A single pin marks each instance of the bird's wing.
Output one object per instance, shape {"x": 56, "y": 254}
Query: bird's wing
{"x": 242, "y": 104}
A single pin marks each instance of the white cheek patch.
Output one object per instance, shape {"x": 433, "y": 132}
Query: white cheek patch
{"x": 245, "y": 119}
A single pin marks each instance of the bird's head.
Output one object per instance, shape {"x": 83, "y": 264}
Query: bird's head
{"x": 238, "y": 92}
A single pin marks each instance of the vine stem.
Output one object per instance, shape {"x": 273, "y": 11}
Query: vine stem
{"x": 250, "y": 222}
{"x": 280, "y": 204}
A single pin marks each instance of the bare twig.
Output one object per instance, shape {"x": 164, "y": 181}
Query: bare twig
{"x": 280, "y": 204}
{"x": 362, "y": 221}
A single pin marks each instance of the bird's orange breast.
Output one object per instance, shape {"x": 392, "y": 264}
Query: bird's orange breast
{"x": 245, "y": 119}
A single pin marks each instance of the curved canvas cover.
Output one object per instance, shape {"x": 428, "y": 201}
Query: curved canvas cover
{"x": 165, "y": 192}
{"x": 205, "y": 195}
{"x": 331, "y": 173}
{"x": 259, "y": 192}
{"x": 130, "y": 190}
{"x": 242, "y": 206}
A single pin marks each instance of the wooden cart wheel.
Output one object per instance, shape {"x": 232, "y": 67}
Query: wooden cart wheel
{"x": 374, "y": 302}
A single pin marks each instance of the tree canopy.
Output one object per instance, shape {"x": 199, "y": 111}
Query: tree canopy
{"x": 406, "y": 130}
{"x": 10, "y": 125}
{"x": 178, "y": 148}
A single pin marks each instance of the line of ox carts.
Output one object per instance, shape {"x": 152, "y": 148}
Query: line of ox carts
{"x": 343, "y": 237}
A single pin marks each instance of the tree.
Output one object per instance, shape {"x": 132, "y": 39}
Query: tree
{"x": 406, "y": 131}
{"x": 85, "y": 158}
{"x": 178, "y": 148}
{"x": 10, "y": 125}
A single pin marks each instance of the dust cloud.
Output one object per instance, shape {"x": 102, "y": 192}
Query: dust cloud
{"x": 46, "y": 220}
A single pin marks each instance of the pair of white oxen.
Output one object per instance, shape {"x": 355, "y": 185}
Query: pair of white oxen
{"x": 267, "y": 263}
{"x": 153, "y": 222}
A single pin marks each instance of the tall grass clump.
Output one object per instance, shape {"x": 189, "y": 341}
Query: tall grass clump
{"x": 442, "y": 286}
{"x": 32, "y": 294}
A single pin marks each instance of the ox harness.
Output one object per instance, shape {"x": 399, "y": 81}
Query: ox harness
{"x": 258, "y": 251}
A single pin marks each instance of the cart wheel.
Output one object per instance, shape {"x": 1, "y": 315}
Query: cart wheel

########

- **Task brief**
Extract the full listing and reproduce each line exactly.

- **Complete response**
A single pin marks each instance of the bird's wing.
Output one object per instance, shape {"x": 56, "y": 254}
Query: bird's wing
{"x": 242, "y": 104}
A single pin marks each instance of the white cheek patch.
Output one object per instance, shape {"x": 433, "y": 132}
Query: white cheek patch
{"x": 245, "y": 119}
A single pin marks each instance of the bird's head.
Output one object per instance, shape {"x": 83, "y": 264}
Query: bird's head
{"x": 238, "y": 92}
A single pin marks each instance of the vine stem.
Output one object per instance, shape {"x": 273, "y": 11}
Query: vine stem
{"x": 250, "y": 222}
{"x": 280, "y": 204}
A single pin marks each instance of the bare twig.
Output one object per instance, shape {"x": 164, "y": 181}
Query: bare twig
{"x": 280, "y": 204}
{"x": 362, "y": 221}
A single pin marks each instance of the bird's orange breast.
Output one object per instance, shape {"x": 392, "y": 264}
Query: bird's orange breast
{"x": 245, "y": 119}
A single pin marks each instance of the curved canvas cover.
Output one object per instance, shape {"x": 428, "y": 201}
Query: curved canvas cover
{"x": 165, "y": 192}
{"x": 205, "y": 195}
{"x": 331, "y": 173}
{"x": 259, "y": 192}
{"x": 130, "y": 190}
{"x": 242, "y": 206}
A single pin marks each instance of the wooden cart wheel.
Output one object per instance, shape {"x": 232, "y": 67}
Query: wooden cart wheel
{"x": 374, "y": 302}
A single pin marks each instance of the tree canopy.
Output one object per instance, shape {"x": 199, "y": 111}
Query: tree canopy
{"x": 406, "y": 130}
{"x": 10, "y": 125}
{"x": 178, "y": 148}
A single pin marks each instance of the line of ox carts.
Output one object per instance, shape {"x": 152, "y": 148}
Query: line of ox carts
{"x": 343, "y": 237}
A single pin marks each instance of the tree.
Output one object per instance, shape {"x": 132, "y": 39}
Query: tree
{"x": 406, "y": 131}
{"x": 85, "y": 158}
{"x": 178, "y": 148}
{"x": 10, "y": 125}
A single pin marks each instance of the dust cloud.
Output one object per instance, shape {"x": 102, "y": 192}
Query: dust cloud
{"x": 46, "y": 220}
A single pin marks each instance of the pair of white oxen.
Output one object per instance, shape {"x": 355, "y": 185}
Query: pair of white oxen
{"x": 267, "y": 263}
{"x": 153, "y": 222}
A single pin marks each instance of the tall grass clump.
Output one object per instance, shape {"x": 189, "y": 341}
Query: tall grass clump
{"x": 442, "y": 286}
{"x": 32, "y": 294}
A single pin marks each instance of the ox harness.
Output one object per instance, shape {"x": 399, "y": 81}
Query: ox harness
{"x": 258, "y": 251}
A single pin marks each instance of the cart wheel.
Output one object per instance, shape {"x": 1, "y": 315}
Query: cart wheel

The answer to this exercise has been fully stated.